*ENTRIES SHOWN*:

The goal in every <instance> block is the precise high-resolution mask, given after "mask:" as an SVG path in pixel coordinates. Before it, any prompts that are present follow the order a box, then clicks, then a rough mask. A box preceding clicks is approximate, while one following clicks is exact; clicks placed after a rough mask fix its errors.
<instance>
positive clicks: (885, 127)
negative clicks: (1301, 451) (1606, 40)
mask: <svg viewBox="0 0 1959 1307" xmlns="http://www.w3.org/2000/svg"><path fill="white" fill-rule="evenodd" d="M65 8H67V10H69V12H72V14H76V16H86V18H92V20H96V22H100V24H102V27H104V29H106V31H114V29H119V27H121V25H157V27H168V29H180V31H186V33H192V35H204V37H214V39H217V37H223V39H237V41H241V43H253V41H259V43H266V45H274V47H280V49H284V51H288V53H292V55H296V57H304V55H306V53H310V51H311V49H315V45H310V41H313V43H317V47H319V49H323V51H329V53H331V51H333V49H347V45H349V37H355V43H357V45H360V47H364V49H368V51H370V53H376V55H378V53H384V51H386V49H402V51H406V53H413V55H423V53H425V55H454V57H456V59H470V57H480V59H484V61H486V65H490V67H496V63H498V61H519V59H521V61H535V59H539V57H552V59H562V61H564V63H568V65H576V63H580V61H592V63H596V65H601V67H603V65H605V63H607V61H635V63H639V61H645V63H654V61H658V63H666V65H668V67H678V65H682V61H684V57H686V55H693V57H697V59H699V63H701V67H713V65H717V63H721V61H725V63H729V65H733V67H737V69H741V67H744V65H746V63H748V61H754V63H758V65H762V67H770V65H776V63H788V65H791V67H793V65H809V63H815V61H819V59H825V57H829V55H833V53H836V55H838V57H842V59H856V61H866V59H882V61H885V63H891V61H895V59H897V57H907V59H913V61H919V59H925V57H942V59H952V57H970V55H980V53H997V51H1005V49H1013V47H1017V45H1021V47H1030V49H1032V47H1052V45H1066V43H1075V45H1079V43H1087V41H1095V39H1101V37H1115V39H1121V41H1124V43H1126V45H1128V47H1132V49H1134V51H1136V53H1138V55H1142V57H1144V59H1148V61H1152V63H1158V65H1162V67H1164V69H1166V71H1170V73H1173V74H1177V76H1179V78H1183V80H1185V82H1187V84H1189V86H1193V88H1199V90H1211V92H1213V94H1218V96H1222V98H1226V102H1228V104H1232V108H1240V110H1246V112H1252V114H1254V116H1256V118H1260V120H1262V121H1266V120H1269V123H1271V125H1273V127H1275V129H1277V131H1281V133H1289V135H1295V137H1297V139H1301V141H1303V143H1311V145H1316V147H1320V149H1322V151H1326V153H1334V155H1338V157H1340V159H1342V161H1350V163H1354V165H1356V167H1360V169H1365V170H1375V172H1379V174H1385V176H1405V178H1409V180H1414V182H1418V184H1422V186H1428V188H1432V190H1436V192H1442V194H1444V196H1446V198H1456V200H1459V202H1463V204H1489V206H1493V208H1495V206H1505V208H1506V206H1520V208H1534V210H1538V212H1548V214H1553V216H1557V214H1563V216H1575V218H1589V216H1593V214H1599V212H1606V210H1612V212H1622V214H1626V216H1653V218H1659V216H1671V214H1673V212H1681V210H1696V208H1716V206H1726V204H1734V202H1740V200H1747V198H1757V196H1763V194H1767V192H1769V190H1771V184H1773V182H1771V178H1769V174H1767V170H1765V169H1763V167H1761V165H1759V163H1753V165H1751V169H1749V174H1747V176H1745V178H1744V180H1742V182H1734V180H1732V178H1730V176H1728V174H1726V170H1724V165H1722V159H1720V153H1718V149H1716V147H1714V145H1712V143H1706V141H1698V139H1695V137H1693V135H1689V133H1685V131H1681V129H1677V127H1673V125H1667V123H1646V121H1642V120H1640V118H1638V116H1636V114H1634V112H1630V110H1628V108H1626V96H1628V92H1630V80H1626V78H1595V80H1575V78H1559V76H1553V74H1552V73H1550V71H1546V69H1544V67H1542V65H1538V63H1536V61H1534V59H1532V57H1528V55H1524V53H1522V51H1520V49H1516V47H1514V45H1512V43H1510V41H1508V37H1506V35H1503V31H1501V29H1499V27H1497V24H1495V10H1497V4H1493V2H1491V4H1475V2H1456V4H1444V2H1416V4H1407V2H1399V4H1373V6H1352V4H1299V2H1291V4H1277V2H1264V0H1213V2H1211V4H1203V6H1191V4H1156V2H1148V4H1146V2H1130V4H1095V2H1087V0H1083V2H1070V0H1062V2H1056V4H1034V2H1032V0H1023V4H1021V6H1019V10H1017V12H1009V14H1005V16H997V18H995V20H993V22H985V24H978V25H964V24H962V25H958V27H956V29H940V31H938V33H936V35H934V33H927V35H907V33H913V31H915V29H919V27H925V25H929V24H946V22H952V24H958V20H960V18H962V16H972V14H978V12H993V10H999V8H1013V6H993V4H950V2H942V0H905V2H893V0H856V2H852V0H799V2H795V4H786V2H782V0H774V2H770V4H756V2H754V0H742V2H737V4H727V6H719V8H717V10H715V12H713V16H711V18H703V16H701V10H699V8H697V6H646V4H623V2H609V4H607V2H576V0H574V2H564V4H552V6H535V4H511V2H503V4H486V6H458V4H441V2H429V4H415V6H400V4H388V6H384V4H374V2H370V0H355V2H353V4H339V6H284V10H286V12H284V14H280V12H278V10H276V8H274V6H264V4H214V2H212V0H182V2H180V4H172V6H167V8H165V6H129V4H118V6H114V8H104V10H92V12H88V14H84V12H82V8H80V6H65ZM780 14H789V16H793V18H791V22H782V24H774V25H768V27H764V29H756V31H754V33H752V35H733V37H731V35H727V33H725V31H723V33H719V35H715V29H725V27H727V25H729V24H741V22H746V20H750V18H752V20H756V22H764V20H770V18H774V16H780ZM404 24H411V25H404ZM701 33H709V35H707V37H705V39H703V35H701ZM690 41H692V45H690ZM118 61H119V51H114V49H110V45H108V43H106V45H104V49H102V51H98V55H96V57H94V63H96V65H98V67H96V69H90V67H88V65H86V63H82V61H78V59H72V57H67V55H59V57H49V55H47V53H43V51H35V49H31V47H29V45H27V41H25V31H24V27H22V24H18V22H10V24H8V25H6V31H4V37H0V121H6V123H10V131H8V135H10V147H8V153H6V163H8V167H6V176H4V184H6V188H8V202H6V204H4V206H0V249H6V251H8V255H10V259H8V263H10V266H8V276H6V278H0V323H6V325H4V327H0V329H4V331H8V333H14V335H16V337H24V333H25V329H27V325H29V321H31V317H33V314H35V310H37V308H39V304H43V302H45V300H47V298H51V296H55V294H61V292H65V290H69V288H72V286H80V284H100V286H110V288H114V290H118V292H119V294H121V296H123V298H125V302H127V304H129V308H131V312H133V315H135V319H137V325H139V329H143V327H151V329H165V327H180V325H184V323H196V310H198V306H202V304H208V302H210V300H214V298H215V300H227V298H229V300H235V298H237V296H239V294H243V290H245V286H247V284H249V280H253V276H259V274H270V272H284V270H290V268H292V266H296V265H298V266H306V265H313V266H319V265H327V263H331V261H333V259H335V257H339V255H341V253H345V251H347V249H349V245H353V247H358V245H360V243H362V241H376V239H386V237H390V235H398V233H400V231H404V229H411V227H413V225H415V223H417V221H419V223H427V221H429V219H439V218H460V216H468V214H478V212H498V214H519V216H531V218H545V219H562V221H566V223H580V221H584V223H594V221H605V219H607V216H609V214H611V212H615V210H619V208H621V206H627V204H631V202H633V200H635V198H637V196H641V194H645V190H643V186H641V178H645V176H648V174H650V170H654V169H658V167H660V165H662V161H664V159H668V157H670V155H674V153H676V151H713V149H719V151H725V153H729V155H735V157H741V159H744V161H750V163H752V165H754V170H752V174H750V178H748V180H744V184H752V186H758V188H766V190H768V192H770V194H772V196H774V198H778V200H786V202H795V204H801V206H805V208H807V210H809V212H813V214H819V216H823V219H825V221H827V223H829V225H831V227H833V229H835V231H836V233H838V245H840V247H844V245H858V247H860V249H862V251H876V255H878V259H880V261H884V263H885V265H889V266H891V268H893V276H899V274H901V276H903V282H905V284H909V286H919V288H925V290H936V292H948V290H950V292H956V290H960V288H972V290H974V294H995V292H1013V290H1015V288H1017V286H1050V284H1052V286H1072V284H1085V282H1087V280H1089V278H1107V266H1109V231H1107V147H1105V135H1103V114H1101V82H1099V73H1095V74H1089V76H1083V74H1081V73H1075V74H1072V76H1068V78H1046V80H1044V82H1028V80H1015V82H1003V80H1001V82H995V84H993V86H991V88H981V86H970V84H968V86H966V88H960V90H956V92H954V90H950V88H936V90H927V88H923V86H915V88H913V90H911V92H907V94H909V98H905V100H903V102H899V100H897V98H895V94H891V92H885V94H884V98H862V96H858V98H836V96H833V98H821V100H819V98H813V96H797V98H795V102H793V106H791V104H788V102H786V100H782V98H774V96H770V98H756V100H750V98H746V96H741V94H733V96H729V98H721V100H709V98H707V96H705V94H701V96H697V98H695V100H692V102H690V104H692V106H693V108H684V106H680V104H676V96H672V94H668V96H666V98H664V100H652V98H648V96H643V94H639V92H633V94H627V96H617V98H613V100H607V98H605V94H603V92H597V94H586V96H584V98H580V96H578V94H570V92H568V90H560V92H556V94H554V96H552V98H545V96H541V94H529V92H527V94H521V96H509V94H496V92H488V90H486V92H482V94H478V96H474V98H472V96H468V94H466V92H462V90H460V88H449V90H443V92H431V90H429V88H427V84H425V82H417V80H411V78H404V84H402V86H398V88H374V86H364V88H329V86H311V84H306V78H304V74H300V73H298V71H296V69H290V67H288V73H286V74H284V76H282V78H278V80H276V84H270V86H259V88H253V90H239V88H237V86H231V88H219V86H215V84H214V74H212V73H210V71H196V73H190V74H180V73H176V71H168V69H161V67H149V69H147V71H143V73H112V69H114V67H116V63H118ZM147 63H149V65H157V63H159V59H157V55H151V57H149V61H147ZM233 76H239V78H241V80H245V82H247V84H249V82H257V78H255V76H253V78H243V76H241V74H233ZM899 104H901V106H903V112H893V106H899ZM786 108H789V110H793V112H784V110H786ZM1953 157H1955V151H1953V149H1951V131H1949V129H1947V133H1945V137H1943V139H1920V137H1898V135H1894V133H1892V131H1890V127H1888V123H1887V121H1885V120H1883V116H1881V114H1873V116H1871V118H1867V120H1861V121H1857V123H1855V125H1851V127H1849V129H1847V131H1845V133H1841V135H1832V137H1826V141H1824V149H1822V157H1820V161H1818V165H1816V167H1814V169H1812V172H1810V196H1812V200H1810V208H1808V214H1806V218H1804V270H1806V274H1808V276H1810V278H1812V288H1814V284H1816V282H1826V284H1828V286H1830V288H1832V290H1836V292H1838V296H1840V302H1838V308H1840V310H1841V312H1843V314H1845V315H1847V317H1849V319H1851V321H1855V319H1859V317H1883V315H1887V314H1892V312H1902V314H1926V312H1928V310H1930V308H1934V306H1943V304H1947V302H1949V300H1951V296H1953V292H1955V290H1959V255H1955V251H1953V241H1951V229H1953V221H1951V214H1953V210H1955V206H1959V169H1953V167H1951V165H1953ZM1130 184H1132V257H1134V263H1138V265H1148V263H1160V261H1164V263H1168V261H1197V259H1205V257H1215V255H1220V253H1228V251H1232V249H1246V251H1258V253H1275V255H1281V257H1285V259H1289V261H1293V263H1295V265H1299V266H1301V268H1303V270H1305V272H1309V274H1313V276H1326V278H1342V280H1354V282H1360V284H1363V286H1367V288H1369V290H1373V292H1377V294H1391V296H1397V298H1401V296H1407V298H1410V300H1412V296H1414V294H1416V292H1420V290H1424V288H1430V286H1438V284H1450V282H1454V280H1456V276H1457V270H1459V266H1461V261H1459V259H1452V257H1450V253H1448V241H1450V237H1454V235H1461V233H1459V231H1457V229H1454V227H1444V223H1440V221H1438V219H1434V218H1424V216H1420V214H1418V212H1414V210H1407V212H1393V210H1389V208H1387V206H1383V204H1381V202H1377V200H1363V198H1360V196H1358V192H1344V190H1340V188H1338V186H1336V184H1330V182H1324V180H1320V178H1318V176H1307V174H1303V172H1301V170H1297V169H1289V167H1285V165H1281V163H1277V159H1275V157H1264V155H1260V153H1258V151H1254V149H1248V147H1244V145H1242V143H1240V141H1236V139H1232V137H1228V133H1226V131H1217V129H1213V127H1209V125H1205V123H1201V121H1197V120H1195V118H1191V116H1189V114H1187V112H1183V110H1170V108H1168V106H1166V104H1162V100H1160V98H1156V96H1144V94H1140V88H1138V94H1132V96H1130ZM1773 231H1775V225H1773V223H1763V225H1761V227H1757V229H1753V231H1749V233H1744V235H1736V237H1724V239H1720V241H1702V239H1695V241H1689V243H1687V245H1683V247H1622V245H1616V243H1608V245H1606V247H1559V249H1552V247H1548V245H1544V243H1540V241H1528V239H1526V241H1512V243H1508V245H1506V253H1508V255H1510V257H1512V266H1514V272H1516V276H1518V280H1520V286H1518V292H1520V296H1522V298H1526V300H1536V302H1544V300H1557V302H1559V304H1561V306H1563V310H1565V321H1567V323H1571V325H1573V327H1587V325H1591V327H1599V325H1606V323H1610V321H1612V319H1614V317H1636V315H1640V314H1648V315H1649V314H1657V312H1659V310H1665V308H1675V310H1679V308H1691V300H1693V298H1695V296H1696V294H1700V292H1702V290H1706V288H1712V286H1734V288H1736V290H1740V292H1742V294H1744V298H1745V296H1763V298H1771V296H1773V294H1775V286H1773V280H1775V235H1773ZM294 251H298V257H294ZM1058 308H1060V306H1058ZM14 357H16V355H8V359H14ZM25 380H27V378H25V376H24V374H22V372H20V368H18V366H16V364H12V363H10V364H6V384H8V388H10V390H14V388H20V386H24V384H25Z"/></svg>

*WHAT YOU NEED TO DO*:
Retype the listing above word for word, starting at its very first line and ending at the line that contains "negative clicks: (1301, 451) (1606, 40)", with both of those lines included.

*YOUR SOLUTION*:
The goal in every <instance> block is the precise high-resolution mask, given after "mask:" as an SVG path in pixel coordinates. Before it, any prompts that are present follow the order a box, then clicks, then a rough mask. A box preceding clicks is approximate, while one following clicks is exact; clicks placed after a rough mask fix its errors.
<instance>
positive clicks: (885, 127)
negative clicks: (1301, 451) (1606, 40)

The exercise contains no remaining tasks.